[PROVIDED MATERIAL — start]
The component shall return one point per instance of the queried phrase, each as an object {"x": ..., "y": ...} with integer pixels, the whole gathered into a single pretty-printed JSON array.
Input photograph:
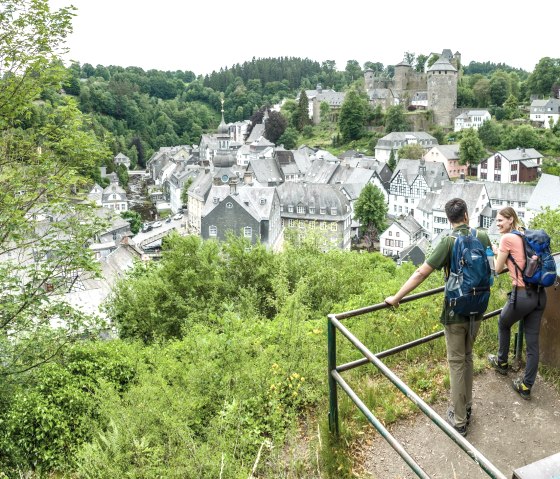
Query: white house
[
  {"x": 449, "y": 156},
  {"x": 395, "y": 140},
  {"x": 511, "y": 166},
  {"x": 401, "y": 234},
  {"x": 430, "y": 212},
  {"x": 410, "y": 182},
  {"x": 545, "y": 113},
  {"x": 471, "y": 119}
]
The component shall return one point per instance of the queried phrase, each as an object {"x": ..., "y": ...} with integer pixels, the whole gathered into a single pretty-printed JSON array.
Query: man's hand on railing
[{"x": 392, "y": 301}]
[PROVIDED MATERIAL — finish]
[ACTION ITEM] Find "Query: white house" in the material above; set down exactly the line holding it and every line after it, through the last, and no others.

[ANSWER BOX]
Query: white house
[
  {"x": 449, "y": 156},
  {"x": 395, "y": 140},
  {"x": 511, "y": 166},
  {"x": 401, "y": 234},
  {"x": 430, "y": 212},
  {"x": 410, "y": 182},
  {"x": 545, "y": 113},
  {"x": 471, "y": 119}
]
The component shall return one point per instance of the queried phrase, each as an object {"x": ..., "y": ...} with integer pixels, the whole gathered into a single pretty-printed JSON array.
Query: man's hand on railing
[{"x": 392, "y": 301}]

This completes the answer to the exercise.